- [Records provided]
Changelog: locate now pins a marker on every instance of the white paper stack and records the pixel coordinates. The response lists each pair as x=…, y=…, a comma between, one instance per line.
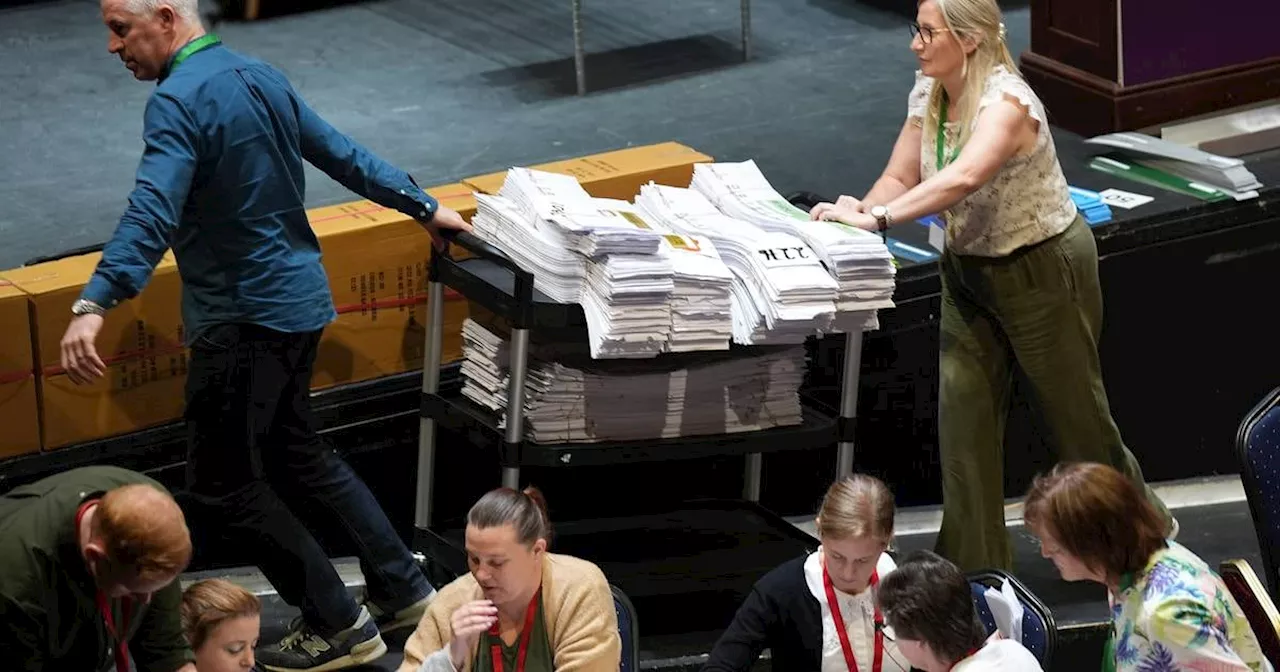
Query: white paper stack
x=581, y=252
x=615, y=402
x=859, y=260
x=781, y=293
x=700, y=302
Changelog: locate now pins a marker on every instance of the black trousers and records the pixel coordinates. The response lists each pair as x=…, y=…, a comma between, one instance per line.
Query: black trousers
x=265, y=480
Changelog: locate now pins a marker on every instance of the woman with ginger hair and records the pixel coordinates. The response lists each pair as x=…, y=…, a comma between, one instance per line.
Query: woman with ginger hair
x=222, y=621
x=1169, y=609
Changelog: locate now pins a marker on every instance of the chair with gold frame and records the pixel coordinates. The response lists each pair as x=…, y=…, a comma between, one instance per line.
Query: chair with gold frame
x=1253, y=599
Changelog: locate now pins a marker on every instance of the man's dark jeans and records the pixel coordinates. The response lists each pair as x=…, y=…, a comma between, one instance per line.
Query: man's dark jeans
x=265, y=480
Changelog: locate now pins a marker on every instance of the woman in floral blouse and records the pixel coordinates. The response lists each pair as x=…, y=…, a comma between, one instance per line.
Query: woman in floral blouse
x=1170, y=611
x=1019, y=269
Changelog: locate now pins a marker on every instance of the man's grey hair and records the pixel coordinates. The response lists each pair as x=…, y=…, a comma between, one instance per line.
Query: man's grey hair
x=187, y=9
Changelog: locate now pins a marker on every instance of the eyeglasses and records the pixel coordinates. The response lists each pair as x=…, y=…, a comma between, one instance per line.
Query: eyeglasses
x=887, y=631
x=924, y=32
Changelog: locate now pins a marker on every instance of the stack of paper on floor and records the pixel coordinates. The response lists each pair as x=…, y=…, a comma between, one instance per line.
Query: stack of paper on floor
x=583, y=254
x=781, y=292
x=576, y=400
x=700, y=304
x=859, y=260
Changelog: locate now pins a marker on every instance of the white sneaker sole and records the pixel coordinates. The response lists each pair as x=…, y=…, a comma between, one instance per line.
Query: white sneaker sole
x=362, y=653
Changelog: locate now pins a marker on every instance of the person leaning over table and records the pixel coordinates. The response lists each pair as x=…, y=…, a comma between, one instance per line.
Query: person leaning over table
x=88, y=575
x=790, y=611
x=1169, y=609
x=1019, y=269
x=929, y=613
x=520, y=608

- [Written task]
The records above need to be restated word for word, with the pictures left out.

- [Full output]
Changelog: locate now pins a marker on every instance of the white paper stack and records the pixel coordinates. The response lists each pair as x=…, y=…, a comma between, one instance per line.
Query: white paper stack
x=581, y=252
x=615, y=402
x=859, y=260
x=781, y=293
x=700, y=302
Changelog: locate now pins a marker on every instance of the black trousers and records the pixel coordinates. The response lists each pair as x=…, y=…, a comma between, one instance per line.
Query: black trousers
x=265, y=480
Changelog: locate now pins a marker on every instance of the woman with ginger hair and records the pixel coordinates. The response lists each pair as x=…, y=…, a comma between, one instance per line.
Query: woman with ginger hair
x=222, y=621
x=1169, y=609
Changelog: locate now pins a marker on every instance of the chair with gold frame and records the pixel coordinates. The response lists each pair as x=…, y=…, a comma between, one instance per line.
Query: chair with gold frame
x=1253, y=599
Changelog: locate now pins a marker on every instance of the man's dark jeans and records the pixel coordinates. The response lists each pair as x=…, y=…, a comma between, one instance per line.
Query: man's dark jeans
x=265, y=480
Changelog: locate now pins a marker on every instance of the woman in floral blouse and records the pixel coordinates. The response lists each pair as x=…, y=…, a comma between, one instance per line.
Query: woman in floral blouse
x=1170, y=611
x=1019, y=269
Changelog: locate now pins a marker on every instance of the man's grey hair and records the pixel coordinates. The response lists each pair as x=…, y=…, a comma between, one instance per line.
Query: man's grey hair
x=187, y=9
Changelog: locate now pins a marker on every instance of the eyeglasses and records the pixel coordinates. The response lists each pair as x=…, y=…, a comma between, one instance per line.
Query: eyeglasses
x=887, y=631
x=924, y=32
Changelog: locate now pins a marker on every instance of the stack of paper on floor and records the pixel coordinates. The response lists each pair as x=…, y=…, a comma between, one instance per line.
Query: stack of paper on floor
x=583, y=254
x=781, y=292
x=576, y=400
x=700, y=304
x=859, y=260
Changelog: locate now pins a marker on every instance of the white sneaker sole and records the pixel coordinates. The response lists each pair as x=…, y=…, a comma between, one instance per line.
Query: white sneaker sole
x=362, y=653
Changelog: locate now pins a marker on every instance of the person leaning over table and records the pixel coordinates. The response lists each pair as x=…, y=…, a comma between, one instance per line.
Query: person leaning over table
x=88, y=575
x=790, y=611
x=1169, y=609
x=1019, y=269
x=929, y=613
x=520, y=608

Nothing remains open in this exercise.